* _SOURCE TEXT_
- - -
Does Anyone Care Whether the Bombing in Somalia Was Legal?

Thanks very much to Phil , Deborah , and Diane for their posts about Wednesday’s air strike in Somalia . Apparently it was the fifth U.S. strike in Somalia in the past 16 or so months. I do have a few, mostly preliminary thoughts about the legality of the strikes, but before I get there, I think the most noteworthy aspect of this story is that, except for us bloggers and some international law scholars (and former State Department officials), it seems that no one really cares whether the strikes were legal. I haven’t seen any discussion of the legal question in the major newspapers or on television. No debate in Congress, far as I can tell.  And even the administration itself has not bothered to offer any legal justification of its conduct. On the White House Web site, all I was able to find was this passing comment by the president in a Q&A at World Wide Systems Inc. in Maryland Heights, Miss.:

You probably read your newspaper today—I can understand if you didn’t, but you probably—(laughter)—well, anyway, there was a strike in Somalia, and the headline says “al Qaeda operative.” We’re constantly trying to find these people before they hurt you; pressuring all the time.

That’s it: The president offhandedly refers to a newspaper headline about an “al Qaeda operative”—and that’s apparently all that needs to be said.

This is, I think, a minor example of a much larger phenomenon, and problem—namely, that apart from questions of detainee treatment and the like, the American public, press, and legislature appear to be completely oblivious to the idea that questions of war and military force raise any legal issues at all. It’s not as if the public is indifferent to questions of whether and when military force is appropriate. To the contrary: It’s simply that it seems never to occur to anyone that law’s got anything to do with it.
- - -
* _MATERIAL PROVIDED_
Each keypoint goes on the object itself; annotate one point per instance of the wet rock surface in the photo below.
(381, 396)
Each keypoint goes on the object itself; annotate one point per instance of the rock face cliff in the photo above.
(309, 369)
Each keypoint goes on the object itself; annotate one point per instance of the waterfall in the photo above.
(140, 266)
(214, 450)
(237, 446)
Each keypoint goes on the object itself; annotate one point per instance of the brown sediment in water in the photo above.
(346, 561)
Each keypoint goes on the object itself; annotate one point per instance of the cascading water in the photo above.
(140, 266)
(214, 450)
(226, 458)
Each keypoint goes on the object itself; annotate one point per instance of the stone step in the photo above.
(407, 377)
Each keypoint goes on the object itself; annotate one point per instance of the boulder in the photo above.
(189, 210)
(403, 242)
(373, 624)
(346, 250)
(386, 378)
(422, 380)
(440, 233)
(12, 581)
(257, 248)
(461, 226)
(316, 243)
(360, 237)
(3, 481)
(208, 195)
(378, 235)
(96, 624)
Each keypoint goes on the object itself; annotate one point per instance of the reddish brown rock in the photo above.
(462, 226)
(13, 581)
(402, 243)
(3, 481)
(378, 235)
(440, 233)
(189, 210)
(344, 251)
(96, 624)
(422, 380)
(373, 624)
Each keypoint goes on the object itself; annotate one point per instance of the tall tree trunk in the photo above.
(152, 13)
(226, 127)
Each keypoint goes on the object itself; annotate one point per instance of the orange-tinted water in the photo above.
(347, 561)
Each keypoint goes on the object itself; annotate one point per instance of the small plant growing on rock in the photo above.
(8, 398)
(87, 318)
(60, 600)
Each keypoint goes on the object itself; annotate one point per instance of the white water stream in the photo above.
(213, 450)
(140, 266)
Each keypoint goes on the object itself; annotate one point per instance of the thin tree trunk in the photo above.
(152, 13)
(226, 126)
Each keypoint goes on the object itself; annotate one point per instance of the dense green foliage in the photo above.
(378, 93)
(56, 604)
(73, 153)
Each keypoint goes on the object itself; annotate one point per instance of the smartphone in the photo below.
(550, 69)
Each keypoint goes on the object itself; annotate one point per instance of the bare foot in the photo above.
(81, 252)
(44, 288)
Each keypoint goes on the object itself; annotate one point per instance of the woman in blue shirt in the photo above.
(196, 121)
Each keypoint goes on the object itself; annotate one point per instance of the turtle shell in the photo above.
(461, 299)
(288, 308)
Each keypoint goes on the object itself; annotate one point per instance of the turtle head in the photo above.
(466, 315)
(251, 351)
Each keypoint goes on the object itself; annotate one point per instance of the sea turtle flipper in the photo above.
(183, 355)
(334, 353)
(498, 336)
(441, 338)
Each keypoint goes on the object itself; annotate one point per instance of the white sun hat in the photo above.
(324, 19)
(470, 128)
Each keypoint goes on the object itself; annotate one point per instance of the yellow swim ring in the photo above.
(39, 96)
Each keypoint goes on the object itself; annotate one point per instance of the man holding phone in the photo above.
- - -
* _GIVEN INSTRUCTION_
Using the post on the Somalia air strike, answer these:
(a) Which U.S. strike in Somalia was Wednesday's, and over roughly what span of time?
(b) Where was the president speaking when he made the passing comment?
(c) According to the post, what words did the newspaper headline the president mentioned contain?
This data was drawn from a separate source.

* _RESPONSE TO THIS EXERCISE_
(a) It was the fifth U.S. strike in Somalia in the past 16 or so months.
(b) At a Q&A at World Wide Systems Inc. in Maryland Heights, Miss.
(c) "al Qaeda operative"